What you are asked to do:
Copy every line from the start of the records up to and including the line with "251], [429, 274]]", requests included, but raise each coordinate number in the answers by 103. Leave the pictures out.

Some records:
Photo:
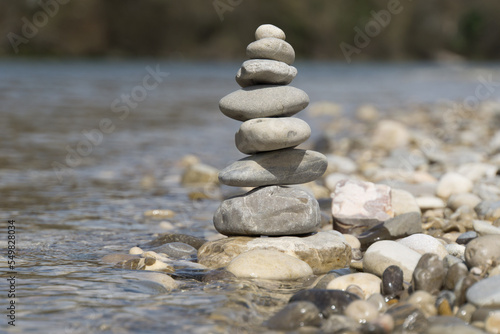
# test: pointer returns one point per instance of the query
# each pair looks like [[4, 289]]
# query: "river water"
[[70, 209]]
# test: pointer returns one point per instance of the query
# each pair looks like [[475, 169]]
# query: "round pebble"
[[268, 264], [361, 311], [269, 30], [368, 283], [392, 281], [483, 251], [429, 274]]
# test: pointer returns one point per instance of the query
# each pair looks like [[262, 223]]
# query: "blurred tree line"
[[221, 29]]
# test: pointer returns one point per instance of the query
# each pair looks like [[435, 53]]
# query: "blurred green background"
[[221, 29]]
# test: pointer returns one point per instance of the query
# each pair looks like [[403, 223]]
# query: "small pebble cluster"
[[412, 250]]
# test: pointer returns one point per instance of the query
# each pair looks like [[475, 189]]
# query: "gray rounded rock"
[[263, 101], [265, 71], [481, 251], [429, 274], [271, 48], [268, 134], [281, 167], [269, 30], [485, 293], [273, 210], [295, 315]]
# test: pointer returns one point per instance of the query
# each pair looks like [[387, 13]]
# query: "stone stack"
[[269, 134]]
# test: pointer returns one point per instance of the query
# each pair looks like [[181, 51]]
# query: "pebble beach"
[[405, 239]]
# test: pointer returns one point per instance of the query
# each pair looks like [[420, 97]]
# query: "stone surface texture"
[[268, 134], [281, 167], [323, 251], [272, 211], [359, 205]]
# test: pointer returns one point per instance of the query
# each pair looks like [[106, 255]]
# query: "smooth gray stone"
[[269, 134], [273, 211], [485, 293], [269, 30], [294, 316], [271, 48], [282, 167], [263, 101], [265, 71]]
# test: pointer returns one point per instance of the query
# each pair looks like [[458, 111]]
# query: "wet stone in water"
[[328, 301], [177, 250], [295, 315], [466, 237], [175, 237], [455, 273], [392, 281], [429, 274]]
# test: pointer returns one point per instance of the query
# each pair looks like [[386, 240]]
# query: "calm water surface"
[[66, 221]]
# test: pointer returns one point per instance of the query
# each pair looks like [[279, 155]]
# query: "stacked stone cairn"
[[269, 135]]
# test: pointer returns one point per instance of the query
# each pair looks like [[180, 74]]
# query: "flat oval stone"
[[268, 134], [263, 101], [268, 264], [271, 48], [265, 71], [384, 253], [282, 167], [272, 211], [269, 30], [323, 251], [482, 251], [368, 283], [329, 302]]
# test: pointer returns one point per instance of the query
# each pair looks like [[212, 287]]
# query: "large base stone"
[[323, 251], [273, 211]]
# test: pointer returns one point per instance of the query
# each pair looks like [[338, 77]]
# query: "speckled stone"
[[361, 311], [368, 283], [359, 205], [269, 134], [423, 243], [282, 167], [429, 274], [392, 281], [482, 251], [295, 315], [271, 48], [271, 211], [177, 250], [329, 302], [263, 101], [485, 293], [384, 253], [323, 251], [268, 264], [454, 274], [425, 301]]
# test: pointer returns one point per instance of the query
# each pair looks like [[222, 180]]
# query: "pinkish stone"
[[359, 205]]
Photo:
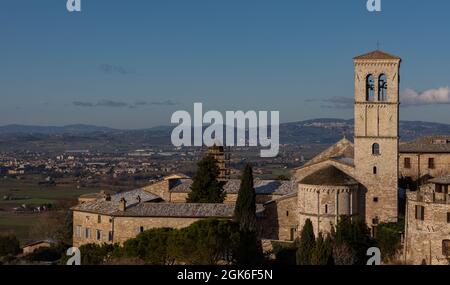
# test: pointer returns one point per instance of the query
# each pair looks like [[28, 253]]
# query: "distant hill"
[[317, 131], [330, 130], [69, 129]]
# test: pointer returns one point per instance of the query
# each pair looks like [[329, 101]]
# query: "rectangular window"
[[431, 163], [78, 231], [420, 212], [407, 162], [87, 233], [446, 247]]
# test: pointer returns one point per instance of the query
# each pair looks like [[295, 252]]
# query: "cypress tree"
[[307, 244], [323, 252], [245, 211], [205, 186]]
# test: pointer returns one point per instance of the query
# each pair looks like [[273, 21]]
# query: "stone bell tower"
[[377, 81]]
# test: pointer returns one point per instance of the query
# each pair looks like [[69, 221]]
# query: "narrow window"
[[431, 163], [376, 149], [382, 88], [407, 162], [370, 88], [78, 231], [446, 247], [420, 212], [87, 233]]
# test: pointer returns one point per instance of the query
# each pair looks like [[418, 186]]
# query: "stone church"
[[353, 179]]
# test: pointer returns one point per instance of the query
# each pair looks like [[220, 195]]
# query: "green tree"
[[323, 252], [245, 211], [307, 244], [205, 186], [356, 235], [206, 242], [150, 246], [9, 245], [94, 254]]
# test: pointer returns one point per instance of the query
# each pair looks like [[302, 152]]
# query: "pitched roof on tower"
[[329, 176], [377, 54]]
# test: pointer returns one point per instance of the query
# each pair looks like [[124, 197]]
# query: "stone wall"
[[419, 165], [324, 204], [377, 121], [280, 220], [122, 228]]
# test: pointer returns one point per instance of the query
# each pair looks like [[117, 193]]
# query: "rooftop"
[[329, 176], [262, 187], [441, 180], [427, 144], [377, 54]]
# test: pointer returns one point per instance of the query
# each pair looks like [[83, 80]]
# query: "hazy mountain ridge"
[[316, 131]]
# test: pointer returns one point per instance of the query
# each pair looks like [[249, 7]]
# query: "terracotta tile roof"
[[262, 187], [427, 144], [342, 151], [377, 54], [441, 180], [329, 176]]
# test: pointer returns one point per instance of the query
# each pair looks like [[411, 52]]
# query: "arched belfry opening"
[[370, 88], [382, 88]]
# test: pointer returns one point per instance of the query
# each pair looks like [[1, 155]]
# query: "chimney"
[[105, 196], [122, 205]]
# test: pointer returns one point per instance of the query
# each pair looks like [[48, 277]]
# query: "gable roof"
[[342, 151], [377, 54], [329, 176], [427, 144], [262, 187]]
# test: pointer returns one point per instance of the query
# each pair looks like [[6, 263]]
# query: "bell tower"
[[377, 82]]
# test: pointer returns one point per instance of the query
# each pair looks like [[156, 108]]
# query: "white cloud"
[[432, 96]]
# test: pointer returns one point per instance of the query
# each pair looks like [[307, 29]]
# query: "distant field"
[[30, 193], [27, 191], [18, 224]]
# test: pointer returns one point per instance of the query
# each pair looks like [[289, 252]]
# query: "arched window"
[[382, 88], [376, 149], [370, 88]]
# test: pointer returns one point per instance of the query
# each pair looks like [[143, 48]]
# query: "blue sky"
[[132, 63]]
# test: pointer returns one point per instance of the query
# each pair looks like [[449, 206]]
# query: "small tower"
[[377, 82], [223, 160]]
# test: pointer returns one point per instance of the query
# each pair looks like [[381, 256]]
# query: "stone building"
[[425, 157], [368, 168], [103, 218], [427, 226], [222, 156], [357, 179]]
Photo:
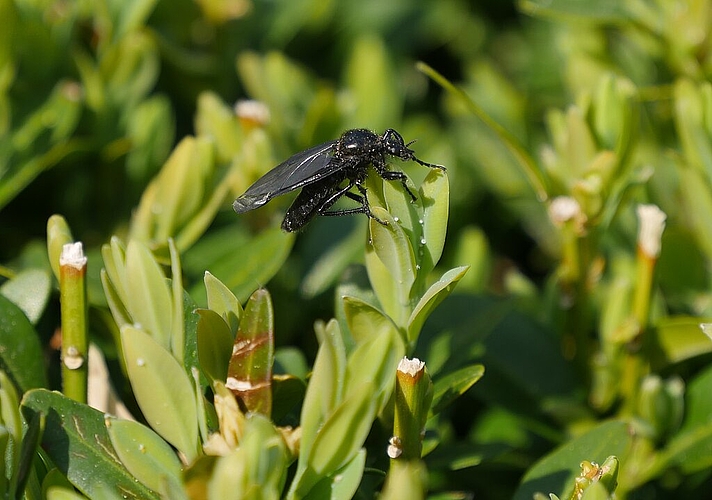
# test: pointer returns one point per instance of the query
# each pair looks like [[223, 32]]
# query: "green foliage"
[[553, 279]]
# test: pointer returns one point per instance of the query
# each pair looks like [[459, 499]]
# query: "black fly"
[[329, 171]]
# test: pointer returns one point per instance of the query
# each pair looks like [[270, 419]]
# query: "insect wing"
[[303, 168]]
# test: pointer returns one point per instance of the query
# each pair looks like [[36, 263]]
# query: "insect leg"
[[392, 175]]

Correct result:
Photo:
# test: pointer returns one point per instance of the query
# each pair looks like [[4, 289]]
# query: "river water"
[[173, 312]]
# test: pointer returns one point per instance of the query
# each pair looks like [[475, 169]]
# query: "round pebble"
[[371, 367], [464, 414], [372, 133], [471, 386], [495, 384], [586, 354], [532, 377]]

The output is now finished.